● Exercise prompt
Convert the lines below into a Markdown table with two columns, Row and Content. Number each line in Row, put its text in Content, and omit blank lines.

--- BEGIN Provided entries ---

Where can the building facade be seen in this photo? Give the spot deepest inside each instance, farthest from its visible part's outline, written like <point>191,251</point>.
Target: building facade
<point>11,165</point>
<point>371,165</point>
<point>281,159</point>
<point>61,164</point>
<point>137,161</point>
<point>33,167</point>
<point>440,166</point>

--- END Provided entries ---

● Task output
| Row | Content |
|---|---|
| 1 | Where can the building facade be seen in this photo? Give the spot deepest inside each instance, farthest from its visible part's outline, written like <point>191,251</point>. |
| 2 | Target: building facade |
| 3 | <point>11,165</point> |
| 4 | <point>371,165</point> |
| 5 | <point>281,159</point> |
| 6 | <point>61,164</point> |
| 7 | <point>137,161</point> |
| 8 | <point>33,167</point> |
| 9 | <point>440,166</point> |